▶ _Task requirements_:
Could every line below be transcribed exactly, with the pictures dropped?

▶ _Source data_:
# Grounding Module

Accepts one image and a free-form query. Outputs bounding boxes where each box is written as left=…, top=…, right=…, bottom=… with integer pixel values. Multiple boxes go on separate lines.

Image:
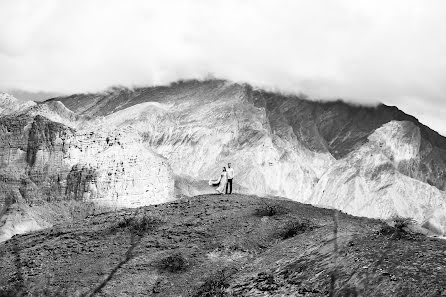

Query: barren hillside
left=0, top=194, right=445, bottom=296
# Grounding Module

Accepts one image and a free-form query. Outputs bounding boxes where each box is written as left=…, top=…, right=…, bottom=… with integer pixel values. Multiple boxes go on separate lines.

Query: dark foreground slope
left=1, top=194, right=445, bottom=297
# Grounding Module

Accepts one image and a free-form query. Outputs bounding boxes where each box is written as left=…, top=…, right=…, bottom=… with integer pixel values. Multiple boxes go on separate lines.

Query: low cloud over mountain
left=0, top=0, right=445, bottom=135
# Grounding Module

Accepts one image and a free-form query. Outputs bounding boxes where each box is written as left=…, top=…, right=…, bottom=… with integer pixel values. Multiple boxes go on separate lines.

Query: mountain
left=3, top=90, right=63, bottom=102
left=0, top=79, right=445, bottom=242
left=0, top=93, right=36, bottom=115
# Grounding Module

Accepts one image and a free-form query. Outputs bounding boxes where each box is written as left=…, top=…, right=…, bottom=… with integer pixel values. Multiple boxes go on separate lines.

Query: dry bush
left=158, top=253, right=188, bottom=273
left=392, top=216, right=415, bottom=231
left=280, top=220, right=314, bottom=240
left=109, top=214, right=162, bottom=235
left=378, top=222, right=395, bottom=236
left=255, top=205, right=277, bottom=217
left=192, top=268, right=237, bottom=297
left=377, top=216, right=417, bottom=240
left=254, top=200, right=280, bottom=217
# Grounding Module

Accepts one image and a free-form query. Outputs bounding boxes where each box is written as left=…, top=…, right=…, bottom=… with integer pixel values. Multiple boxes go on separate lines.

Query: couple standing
left=213, top=163, right=234, bottom=195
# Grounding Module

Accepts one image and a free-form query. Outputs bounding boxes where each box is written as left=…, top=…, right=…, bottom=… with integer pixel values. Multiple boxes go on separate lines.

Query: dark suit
left=226, top=178, right=233, bottom=194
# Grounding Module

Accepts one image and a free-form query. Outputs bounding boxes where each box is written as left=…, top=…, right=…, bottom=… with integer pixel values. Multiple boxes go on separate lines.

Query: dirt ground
left=0, top=194, right=445, bottom=296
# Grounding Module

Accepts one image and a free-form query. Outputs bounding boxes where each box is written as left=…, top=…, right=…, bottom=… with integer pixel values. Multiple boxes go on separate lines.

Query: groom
left=226, top=163, right=234, bottom=194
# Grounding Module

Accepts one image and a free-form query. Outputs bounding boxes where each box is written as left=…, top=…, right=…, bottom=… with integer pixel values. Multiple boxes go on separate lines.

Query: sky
left=0, top=0, right=445, bottom=135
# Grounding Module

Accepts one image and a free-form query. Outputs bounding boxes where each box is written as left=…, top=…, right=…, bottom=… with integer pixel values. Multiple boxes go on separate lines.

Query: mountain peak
left=0, top=92, right=36, bottom=116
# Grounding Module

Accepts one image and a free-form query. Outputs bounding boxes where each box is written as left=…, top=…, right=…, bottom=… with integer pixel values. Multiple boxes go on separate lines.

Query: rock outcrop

▶ _Problem solution_:
# Grounding Module

Accepts one image and a free-form query. Outputs bounding boxes where each box is written as left=…, top=…, right=…, bottom=… with integer pixel values. Multiple boxes go on separate lines.

Image:

Query: barren hillside
left=0, top=194, right=445, bottom=296
# Grounding Module

Accepts one image and a free-form query. Outputs bounding boxes where each box is written as left=…, top=…, right=…, bottom=… with integer pixel values. Multiple boxes go on separate lines.

Query: dark foreground slope
left=1, top=194, right=445, bottom=297
# Grounding Module

Accepts one image and a free-form query. Outputs bounding boxes where each box is written as left=…, top=…, right=…, bottom=… with integer pixel values. Multiple boxes go on separate lines.

Query: low cloud over mountain
left=0, top=0, right=445, bottom=135
# Grounding Module

Accepts one image and a free-form query. Outputs bounding boxes where each box is written as left=…, top=…, right=…, bottom=… with integer pixel values. Multiple boxes go on separate lines.

Query: mountain
left=3, top=90, right=63, bottom=102
left=0, top=79, right=445, bottom=242
left=0, top=93, right=36, bottom=115
# Grounding Module

Accepts one image and a free-form query. Outputs bounding boxes where each box is written as left=…, top=…, right=…, bottom=… with integer pixel values. Multiple boxes go on separate lines.

Query: dry bush
left=158, top=253, right=188, bottom=273
left=392, top=216, right=415, bottom=231
left=280, top=220, right=314, bottom=240
left=109, top=214, right=162, bottom=235
left=378, top=222, right=395, bottom=236
left=255, top=205, right=277, bottom=217
left=192, top=268, right=237, bottom=297
left=377, top=216, right=417, bottom=240
left=254, top=200, right=280, bottom=217
# Grounding Module

Accepts one image and a free-form query. Outputs bounding boxes where each box is written as left=…, top=…, right=…, bottom=… with integer pixel values. Multiple boxes go on separate lines.

Query: couple standing
left=213, top=163, right=234, bottom=195
# Grounding Module

Accepts one image and a free-form query. Outputs bounding boxes where each box is written as left=…, top=…, right=…, bottom=… with integer pixel values. Multiple boxes go on separate lines.

Query: dark suit
left=226, top=178, right=233, bottom=194
# Grounding Module

Accepts one image and a free-form query. Outputs bounding boxes where each box is written as left=…, top=…, right=…, bottom=… with integer pixel values. Multiple boxes go on separate lines.

Query: dirt ground
left=0, top=194, right=445, bottom=296
# Grounding Module

Accepts one image and a free-form query. Outputs bounding boxes where each box is written as left=…, top=…, right=…, bottom=… with integer pixel values. Multiple boxes go on separate lines.

Query: groom
left=226, top=163, right=234, bottom=194
# Grounding Module

Accepts one image and a free-form query. Outputs bounding boxes where each box is written as left=…, top=…, right=…, bottom=… with integer pixel values. Multiple boxes go on separate lines.

Query: sky
left=0, top=0, right=445, bottom=135
# Grounding Module

Accepts one image and a free-form query. Outputs bounding boxes where each box is written as left=…, top=…, right=…, bottom=… with integer pixel values. Multiple boxes go on separate lines.

Query: mountain peak
left=0, top=92, right=36, bottom=116
# Grounding Module

Accepts one image and a free-form query. Outputs bounding boxes where each box is written as left=…, top=…, right=…, bottom=… with integer pixel values. Multiple boxes go on separate lines.

Query: rock outcrop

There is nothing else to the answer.